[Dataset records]
++++++++++++++++++++

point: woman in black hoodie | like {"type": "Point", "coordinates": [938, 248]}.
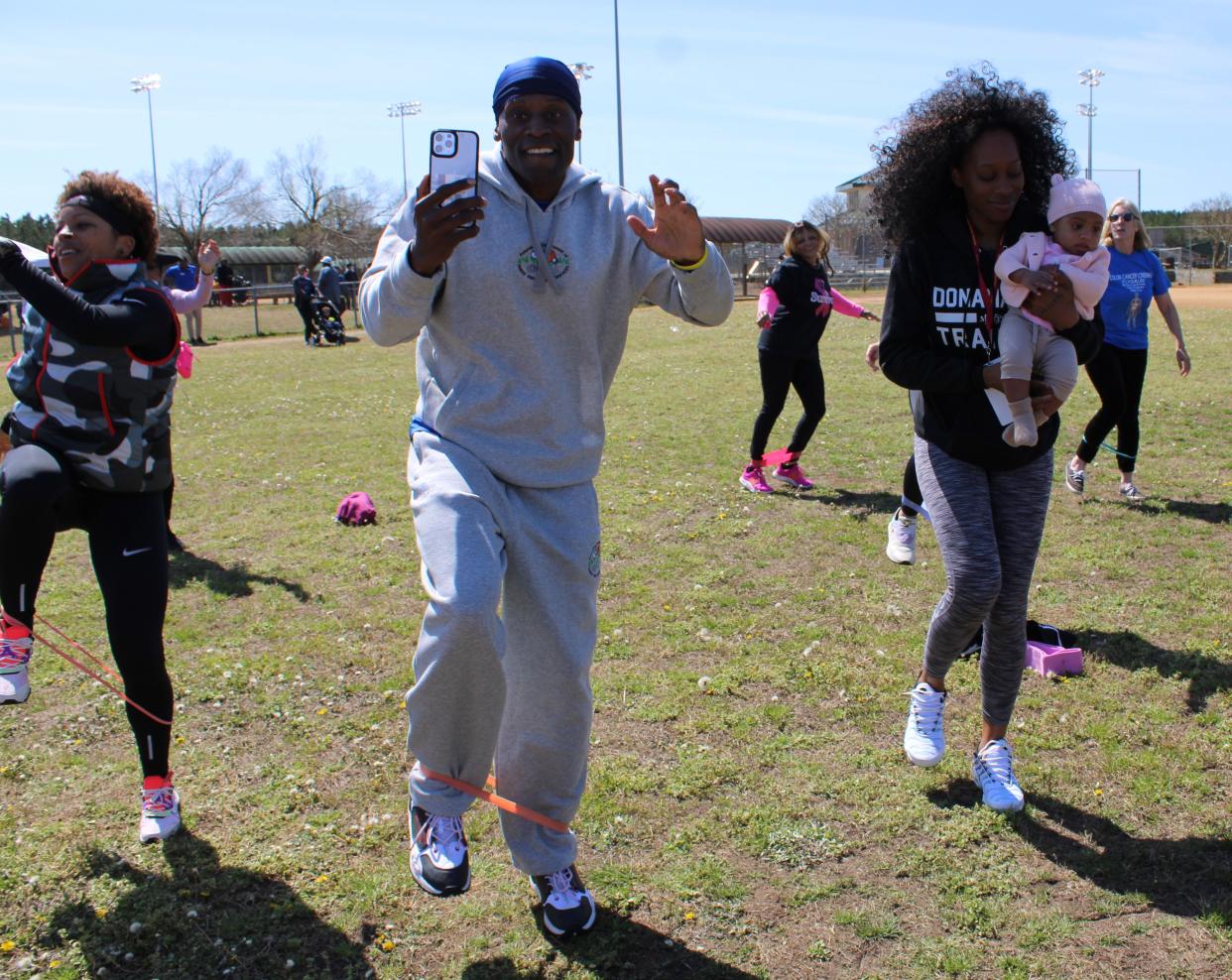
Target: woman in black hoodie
{"type": "Point", "coordinates": [965, 173]}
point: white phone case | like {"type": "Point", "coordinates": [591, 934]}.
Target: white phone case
{"type": "Point", "coordinates": [454, 156]}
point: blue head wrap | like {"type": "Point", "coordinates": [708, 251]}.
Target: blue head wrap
{"type": "Point", "coordinates": [536, 76]}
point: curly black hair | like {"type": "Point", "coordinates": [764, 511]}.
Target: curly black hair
{"type": "Point", "coordinates": [912, 183]}
{"type": "Point", "coordinates": [128, 199]}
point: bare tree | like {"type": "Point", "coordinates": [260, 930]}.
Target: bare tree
{"type": "Point", "coordinates": [207, 193]}
{"type": "Point", "coordinates": [1213, 217]}
{"type": "Point", "coordinates": [822, 211]}
{"type": "Point", "coordinates": [323, 214]}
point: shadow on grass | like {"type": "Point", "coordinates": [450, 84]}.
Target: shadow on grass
{"type": "Point", "coordinates": [863, 506]}
{"type": "Point", "coordinates": [202, 919]}
{"type": "Point", "coordinates": [616, 949]}
{"type": "Point", "coordinates": [1206, 674]}
{"type": "Point", "coordinates": [235, 580]}
{"type": "Point", "coordinates": [1190, 877]}
{"type": "Point", "coordinates": [1217, 513]}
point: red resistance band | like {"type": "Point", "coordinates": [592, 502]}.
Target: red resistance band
{"type": "Point", "coordinates": [488, 796]}
{"type": "Point", "coordinates": [86, 671]}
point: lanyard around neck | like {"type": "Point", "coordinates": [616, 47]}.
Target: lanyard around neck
{"type": "Point", "coordinates": [984, 293]}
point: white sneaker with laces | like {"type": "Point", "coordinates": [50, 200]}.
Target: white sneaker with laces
{"type": "Point", "coordinates": [993, 770]}
{"type": "Point", "coordinates": [901, 539]}
{"type": "Point", "coordinates": [440, 861]}
{"type": "Point", "coordinates": [924, 737]}
{"type": "Point", "coordinates": [568, 905]}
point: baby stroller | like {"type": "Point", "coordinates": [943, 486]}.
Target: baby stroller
{"type": "Point", "coordinates": [327, 321]}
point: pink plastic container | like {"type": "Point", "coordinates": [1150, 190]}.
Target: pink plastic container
{"type": "Point", "coordinates": [184, 360]}
{"type": "Point", "coordinates": [1047, 660]}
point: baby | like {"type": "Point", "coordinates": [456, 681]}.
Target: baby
{"type": "Point", "coordinates": [1075, 219]}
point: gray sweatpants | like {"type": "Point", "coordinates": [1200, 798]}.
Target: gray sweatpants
{"type": "Point", "coordinates": [1024, 345]}
{"type": "Point", "coordinates": [508, 685]}
{"type": "Point", "coordinates": [988, 524]}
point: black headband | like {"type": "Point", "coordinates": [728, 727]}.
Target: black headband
{"type": "Point", "coordinates": [105, 209]}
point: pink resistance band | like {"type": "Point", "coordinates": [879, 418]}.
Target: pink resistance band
{"type": "Point", "coordinates": [86, 671]}
{"type": "Point", "coordinates": [487, 796]}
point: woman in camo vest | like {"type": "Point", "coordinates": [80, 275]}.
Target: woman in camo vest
{"type": "Point", "coordinates": [91, 448]}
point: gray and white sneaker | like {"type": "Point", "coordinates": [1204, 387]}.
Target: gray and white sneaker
{"type": "Point", "coordinates": [924, 736]}
{"type": "Point", "coordinates": [438, 859]}
{"type": "Point", "coordinates": [993, 768]}
{"type": "Point", "coordinates": [901, 539]}
{"type": "Point", "coordinates": [1075, 480]}
{"type": "Point", "coordinates": [568, 905]}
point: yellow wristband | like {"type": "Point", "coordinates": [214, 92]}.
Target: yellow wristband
{"type": "Point", "coordinates": [697, 264]}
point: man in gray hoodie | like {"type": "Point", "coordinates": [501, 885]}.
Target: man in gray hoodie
{"type": "Point", "coordinates": [520, 296]}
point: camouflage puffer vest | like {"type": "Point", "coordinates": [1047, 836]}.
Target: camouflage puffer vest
{"type": "Point", "coordinates": [105, 411]}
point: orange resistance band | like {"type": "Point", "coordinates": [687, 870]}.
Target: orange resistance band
{"type": "Point", "coordinates": [487, 796]}
{"type": "Point", "coordinates": [86, 671]}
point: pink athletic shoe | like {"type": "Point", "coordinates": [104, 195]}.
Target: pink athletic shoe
{"type": "Point", "coordinates": [753, 480]}
{"type": "Point", "coordinates": [791, 472]}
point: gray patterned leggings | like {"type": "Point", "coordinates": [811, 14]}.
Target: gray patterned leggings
{"type": "Point", "coordinates": [988, 524]}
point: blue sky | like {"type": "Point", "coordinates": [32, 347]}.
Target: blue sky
{"type": "Point", "coordinates": [754, 107]}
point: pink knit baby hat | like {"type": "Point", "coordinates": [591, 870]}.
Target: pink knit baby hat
{"type": "Point", "coordinates": [1070, 196]}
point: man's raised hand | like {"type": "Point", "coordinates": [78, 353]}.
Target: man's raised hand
{"type": "Point", "coordinates": [677, 233]}
{"type": "Point", "coordinates": [438, 229]}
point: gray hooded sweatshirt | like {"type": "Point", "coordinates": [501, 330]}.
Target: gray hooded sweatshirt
{"type": "Point", "coordinates": [514, 362]}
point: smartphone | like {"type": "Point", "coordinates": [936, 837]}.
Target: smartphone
{"type": "Point", "coordinates": [454, 156]}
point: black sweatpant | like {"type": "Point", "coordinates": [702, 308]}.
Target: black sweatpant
{"type": "Point", "coordinates": [1118, 375]}
{"type": "Point", "coordinates": [306, 315]}
{"type": "Point", "coordinates": [780, 372]}
{"type": "Point", "coordinates": [41, 497]}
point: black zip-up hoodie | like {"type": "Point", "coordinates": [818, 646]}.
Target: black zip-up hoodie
{"type": "Point", "coordinates": [934, 340]}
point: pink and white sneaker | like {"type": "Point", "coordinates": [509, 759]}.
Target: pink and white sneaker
{"type": "Point", "coordinates": [754, 480]}
{"type": "Point", "coordinates": [161, 808]}
{"type": "Point", "coordinates": [15, 649]}
{"type": "Point", "coordinates": [790, 472]}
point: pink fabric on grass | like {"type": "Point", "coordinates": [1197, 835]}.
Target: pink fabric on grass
{"type": "Point", "coordinates": [355, 509]}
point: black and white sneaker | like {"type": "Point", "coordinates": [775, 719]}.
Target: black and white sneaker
{"type": "Point", "coordinates": [568, 905]}
{"type": "Point", "coordinates": [1075, 480]}
{"type": "Point", "coordinates": [438, 858]}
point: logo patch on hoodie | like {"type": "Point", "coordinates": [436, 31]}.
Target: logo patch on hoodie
{"type": "Point", "coordinates": [557, 262]}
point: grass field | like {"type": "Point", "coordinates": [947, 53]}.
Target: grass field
{"type": "Point", "coordinates": [749, 811]}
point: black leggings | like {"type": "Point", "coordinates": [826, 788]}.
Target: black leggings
{"type": "Point", "coordinates": [780, 372]}
{"type": "Point", "coordinates": [306, 315]}
{"type": "Point", "coordinates": [127, 535]}
{"type": "Point", "coordinates": [1118, 375]}
{"type": "Point", "coordinates": [913, 497]}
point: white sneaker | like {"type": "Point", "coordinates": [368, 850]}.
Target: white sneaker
{"type": "Point", "coordinates": [161, 808]}
{"type": "Point", "coordinates": [993, 770]}
{"type": "Point", "coordinates": [924, 737]}
{"type": "Point", "coordinates": [901, 539]}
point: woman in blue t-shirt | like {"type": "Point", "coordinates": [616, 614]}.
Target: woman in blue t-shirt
{"type": "Point", "coordinates": [1118, 371]}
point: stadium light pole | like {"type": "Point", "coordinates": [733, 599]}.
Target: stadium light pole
{"type": "Point", "coordinates": [400, 111]}
{"type": "Point", "coordinates": [1090, 77]}
{"type": "Point", "coordinates": [147, 84]}
{"type": "Point", "coordinates": [580, 71]}
{"type": "Point", "coordinates": [620, 135]}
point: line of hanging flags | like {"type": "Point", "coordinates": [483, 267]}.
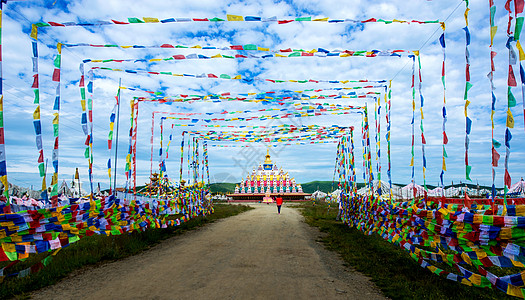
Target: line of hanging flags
{"type": "Point", "coordinates": [468, 86]}
{"type": "Point", "coordinates": [247, 47]}
{"type": "Point", "coordinates": [275, 144]}
{"type": "Point", "coordinates": [56, 123]}
{"type": "Point", "coordinates": [495, 144]}
{"type": "Point", "coordinates": [283, 94]}
{"type": "Point", "coordinates": [443, 114]}
{"type": "Point", "coordinates": [312, 53]}
{"type": "Point", "coordinates": [229, 18]}
{"type": "Point", "coordinates": [37, 124]}
{"type": "Point", "coordinates": [46, 230]}
{"type": "Point", "coordinates": [226, 76]}
{"type": "Point", "coordinates": [477, 239]}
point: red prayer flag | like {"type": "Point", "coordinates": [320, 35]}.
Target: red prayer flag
{"type": "Point", "coordinates": [56, 24]}
{"type": "Point", "coordinates": [35, 81]}
{"type": "Point", "coordinates": [56, 75]}
{"type": "Point", "coordinates": [495, 157]}
{"type": "Point", "coordinates": [507, 178]}
{"type": "Point", "coordinates": [119, 22]}
{"type": "Point", "coordinates": [511, 79]}
{"type": "Point", "coordinates": [518, 5]}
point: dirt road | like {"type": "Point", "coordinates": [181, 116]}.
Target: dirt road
{"type": "Point", "coordinates": [256, 255]}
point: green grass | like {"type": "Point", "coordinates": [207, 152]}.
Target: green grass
{"type": "Point", "coordinates": [100, 249]}
{"type": "Point", "coordinates": [391, 268]}
{"type": "Point", "coordinates": [222, 187]}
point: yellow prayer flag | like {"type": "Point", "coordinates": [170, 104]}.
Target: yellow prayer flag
{"type": "Point", "coordinates": [150, 20]}
{"type": "Point", "coordinates": [55, 119]}
{"type": "Point", "coordinates": [520, 50]}
{"type": "Point", "coordinates": [493, 31]}
{"type": "Point", "coordinates": [517, 263]}
{"type": "Point", "coordinates": [514, 291]}
{"type": "Point", "coordinates": [510, 119]}
{"type": "Point", "coordinates": [234, 18]}
{"type": "Point", "coordinates": [34, 31]}
{"type": "Point", "coordinates": [8, 247]}
{"type": "Point", "coordinates": [36, 114]}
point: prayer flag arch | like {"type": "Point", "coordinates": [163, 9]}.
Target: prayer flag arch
{"type": "Point", "coordinates": [429, 229]}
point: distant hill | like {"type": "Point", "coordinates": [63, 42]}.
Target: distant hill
{"type": "Point", "coordinates": [309, 187]}
{"type": "Point", "coordinates": [222, 187]}
{"type": "Point", "coordinates": [324, 186]}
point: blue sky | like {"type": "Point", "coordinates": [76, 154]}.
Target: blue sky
{"type": "Point", "coordinates": [306, 163]}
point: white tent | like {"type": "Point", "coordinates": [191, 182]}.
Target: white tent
{"type": "Point", "coordinates": [452, 192]}
{"type": "Point", "coordinates": [518, 187]}
{"type": "Point", "coordinates": [334, 196]}
{"type": "Point", "coordinates": [318, 195]}
{"type": "Point", "coordinates": [437, 192]}
{"type": "Point", "coordinates": [408, 190]}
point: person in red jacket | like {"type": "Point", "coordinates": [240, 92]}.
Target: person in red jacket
{"type": "Point", "coordinates": [279, 202]}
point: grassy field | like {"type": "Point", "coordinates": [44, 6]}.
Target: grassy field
{"type": "Point", "coordinates": [100, 249]}
{"type": "Point", "coordinates": [391, 268]}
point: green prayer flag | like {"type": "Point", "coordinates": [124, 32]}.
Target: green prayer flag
{"type": "Point", "coordinates": [517, 30]}
{"type": "Point", "coordinates": [304, 19]}
{"type": "Point", "coordinates": [496, 143]}
{"type": "Point", "coordinates": [492, 13]}
{"type": "Point", "coordinates": [42, 24]}
{"type": "Point", "coordinates": [37, 96]}
{"type": "Point", "coordinates": [511, 99]}
{"type": "Point", "coordinates": [135, 20]}
{"type": "Point", "coordinates": [41, 170]}
{"type": "Point", "coordinates": [57, 61]}
{"type": "Point", "coordinates": [468, 85]}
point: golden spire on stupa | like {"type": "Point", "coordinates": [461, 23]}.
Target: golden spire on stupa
{"type": "Point", "coordinates": [268, 160]}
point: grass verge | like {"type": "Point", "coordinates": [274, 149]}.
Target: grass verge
{"type": "Point", "coordinates": [100, 249]}
{"type": "Point", "coordinates": [391, 268]}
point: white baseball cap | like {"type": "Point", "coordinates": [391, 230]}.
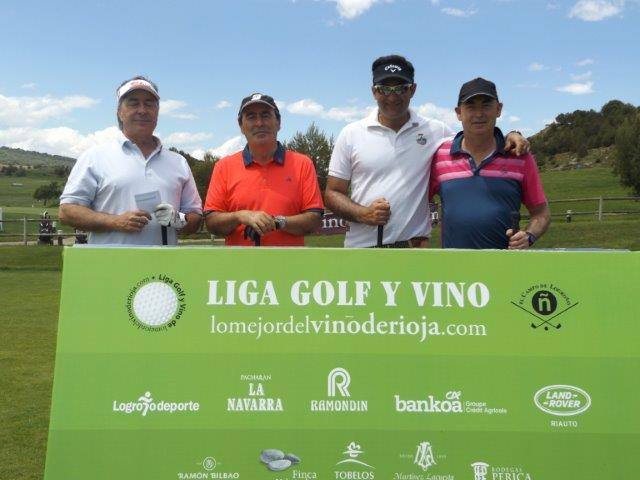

++++++++++++++++++++

▶ Exercise goal:
Leave every picture out, and repeat exactly the lines from the one containing "Target: golden spire on stupa" through the last line of the entries, both ends included.

▶ Answer to the problem:
Target: golden spire on stupa
{"type": "Point", "coordinates": [268, 160]}
point: grass verge | like {"type": "Point", "coordinates": [274, 149]}.
Target: grass verge
{"type": "Point", "coordinates": [100, 249]}
{"type": "Point", "coordinates": [391, 268]}
point: white baseball cap | like {"type": "Point", "coordinates": [391, 230]}.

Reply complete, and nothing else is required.